> [問題]
1/ 潤滑油剤特許の判決文について、次の問いに答えてください。
(a) 控訴人の特許権は何に係るものですか。
(b) 原審は、控訴人の特許が特許法のどの規定に違反する無効理由があるとしましたか。
(c) 控訴人が当庁に提起した審決取消訴訟の事件番号は何ですか。
2/ 潤滑油剤特許の判決文において被控訴人として名前が挙げられている会社を、すべて列挙してください。
3/ 潤滑油剤特許の判決文の続きを、最後の文の後から書き継いでください。

++++ 提示文 ++++

2被控訴人らは,原判決別紙物件目録記載の各物件を製造し,又は販売して
はならない。
3被控訴人らは,その占有に係る原判決別紙物件目録記載の各物件を廃棄せ
よ。
4被控訴人昭和シェル石油株式会社及び被控訴人日興産業株式会社は,控訴
人に対し,連帯して2億1000万円及びこれに対する平成15年10月2
4日から支払済みまで年5分の割合による金員を支払え。
5被控訴人らは,控訴人に対し,連帯して11億6760万円及び内金9億
1000万円に対する平成15年10月24日から,内金2億5760万円
に対する被控訴人昭和シェル石油株式会社については平成16年10月8日
から,被控訴人日興産業株式会社及び被控訴人エヌ・エスルブリカンツ株式
会社については同月2日から,各支払済みまで年5分の割合による金員を支
払え。
6訴訟費用は,第1,2審とも被控訴人らの負担とする。
7仮執行宣言
第2事案の概要
1事案の要旨
本件は,塑性加工用潤滑油剤に係る特許権を有する控訴人が,被控訴人ら
の原判決別紙物件目録記載の各製品(以下,これらを併せて「被告各製品」
という。)の製造販売が上記特許権を侵害するなどと主張して,被控訴人ら
に対し,被告各製品の製造販売等の差止め及び廃棄を求めるとともに,民法
703条に基づく実施料相当額の不当利得の返還及び特許権侵害の不法行為
に基づく損害賠償を求めた事案である。
原審は,控訴人の特許は,特許法29条2項に違反する無効理由(同法1
23条1項2号)があり,特許無効審判により無効にされるべきものである
から,控訴人は,同法104条の3第1項の規定により,被控訴人らに対
し,上記特許権を行使することができないとして,控訴人の請求をいずれも
棄却したため,控訴人は,これを不服として控訴を提起した。
なお,本件訴訟が原審係属中に,控訴人の特許に対し被控訴人らから特許
無効審判請求がされ,特許庁がこれを無効とする審決をしたことから,控訴
人が被控訴人らを被告として同審決の取消しを求める訴訟(平成17年(行
ケ)第10855号)を当庁に提起したため,本件訴訟と上記審決取消訴訟
は,並行的に審理が進められてきた。

++++ 提示情報 ++++

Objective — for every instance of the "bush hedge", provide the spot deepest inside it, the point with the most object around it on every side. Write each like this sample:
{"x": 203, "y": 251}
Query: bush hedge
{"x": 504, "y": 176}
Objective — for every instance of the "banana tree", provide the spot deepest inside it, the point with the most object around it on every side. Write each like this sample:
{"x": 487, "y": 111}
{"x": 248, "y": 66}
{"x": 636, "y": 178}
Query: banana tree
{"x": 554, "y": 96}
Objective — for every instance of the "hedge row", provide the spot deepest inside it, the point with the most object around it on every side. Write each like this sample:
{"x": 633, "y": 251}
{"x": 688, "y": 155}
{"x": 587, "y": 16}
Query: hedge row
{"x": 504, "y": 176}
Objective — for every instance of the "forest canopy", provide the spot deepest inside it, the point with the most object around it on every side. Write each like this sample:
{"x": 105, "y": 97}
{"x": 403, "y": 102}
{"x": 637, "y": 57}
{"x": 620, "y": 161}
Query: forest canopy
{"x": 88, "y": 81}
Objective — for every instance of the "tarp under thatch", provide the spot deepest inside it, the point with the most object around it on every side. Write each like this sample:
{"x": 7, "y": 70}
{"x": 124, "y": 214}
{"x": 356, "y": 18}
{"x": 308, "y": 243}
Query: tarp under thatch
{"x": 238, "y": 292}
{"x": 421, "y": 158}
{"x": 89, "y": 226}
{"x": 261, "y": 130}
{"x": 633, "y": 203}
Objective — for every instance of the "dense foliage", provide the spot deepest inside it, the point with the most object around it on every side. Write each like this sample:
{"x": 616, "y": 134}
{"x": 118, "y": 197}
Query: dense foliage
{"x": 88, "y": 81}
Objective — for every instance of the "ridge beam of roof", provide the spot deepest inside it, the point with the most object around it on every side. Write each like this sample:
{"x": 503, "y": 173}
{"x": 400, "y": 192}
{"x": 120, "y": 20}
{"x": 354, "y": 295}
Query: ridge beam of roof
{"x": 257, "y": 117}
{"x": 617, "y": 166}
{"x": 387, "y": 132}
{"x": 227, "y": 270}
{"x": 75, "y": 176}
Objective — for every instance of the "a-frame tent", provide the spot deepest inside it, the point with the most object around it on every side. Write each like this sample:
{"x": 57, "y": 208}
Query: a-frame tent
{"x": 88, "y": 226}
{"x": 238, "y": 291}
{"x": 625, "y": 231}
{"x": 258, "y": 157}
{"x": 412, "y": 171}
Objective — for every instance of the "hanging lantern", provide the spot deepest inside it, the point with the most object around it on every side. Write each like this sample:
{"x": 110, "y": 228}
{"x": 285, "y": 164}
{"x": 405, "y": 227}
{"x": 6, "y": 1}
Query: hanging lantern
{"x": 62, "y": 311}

++++

> [解答]
1/
(a) 塑性加工用潤滑油剤
(b) 特許法29条2項
(c) 平成17年(行ケ)第10855号

2/
昭和シェル石油株式会社
日興産業株式会社
エヌ・エスルブリカンツ株式会社

3/
2当事者間に争いのない事実,争点及びこれに関する当事者の主張
次のとおり訂正付加するほか,原判決の「事実及び理由」欄の第2の1な
いし3(原判決3頁7行目∼60頁2行目)に記載のとおりであるから,こ
れを引用する。
なお,以下においては,原判決の略語表示は,当審においてもそのまま用
いる。
(1)原判決の訂正
ア原判決7頁14行目を「(2)特許法104条の3第1項による本件特
許権の行使の制限の成否」と改める。
イ原判決30頁14行目末尾に「したがって,控訴人は,特許法104
条の3第1項の規定により,被控訴人らに対し,本件特許権を行使する
ことができない。」を加える。
ウ原判決51頁17行目の「第2回弁論準備手続期日」を「第1回弁論
準備手続期日」と改める。
(2)当審における控訴人の主張(争点(2)ウ関係)
本件発明は,以下のとおりの理由により,進歩性を有する。
ア引用例10の記載内容
(ア)引用例9には,「α−オレフィン,あるいは芳香族化合物の油性
剤としての効果が注目されている」及び「これらのオレフィン類は,
潤滑油粘度の鉱油,ジエステル組成物と混合される。」との記載があ
り,上記記載に関連して文献49),50)(甲27の2,29)が
引用されている。しかし,引用例9には,α−オレフィンの油性剤と
しての効果を実際に確認した旨の記載やこれを推認させる記載はな
い。また,油性剤の機能は,金属表面の摩擦の低減にあり,その結果
として磨耗を減少することにあるが,文献49),50)には,1−
セテン(α−オレフィン)は潤滑油として記載されており,油性剤の
機能を有することを裏付ける記載はない。
(イ)引用例10記載発明は,アルミニウム加工において,従来から使
用されていた他の液状物に代えて長鎖オレフィンを用いると,特にア
ルミニウムが塑性流動又は塑性変形を起こす条件下で,アルミニウム
の付着を防止できるという発見に基づく発明であって,引用例10の
特許請求の範囲及び実施例に記載されているとおり,本質的には,長
鎖オレフィン単体で,アルミニウム加工に用いることしか意図してい
ない。このように引用例10は,直鎖オレフィンを基油(潤滑油)と
して開示しているにすぎない。もっとも,引用例10には,長鎖オレ
フィン(直鎖オレフィン)について「他の潤滑剤への添加剤として優
れた特性」との記載があるが,その特性については何ら記載されてお
らず,上記記載は,単に材料の広い用途を漠然と確保しようとするた
めの記載とみるのが妥当であり,「他の潤滑剤への添加剤として優れ
た特性」が油性向上剤としての特性であると一義的にはいえないか
ら,上記記載から直鎖オレフィンを油性向上剤などの添加剤として認
識することには無理がある。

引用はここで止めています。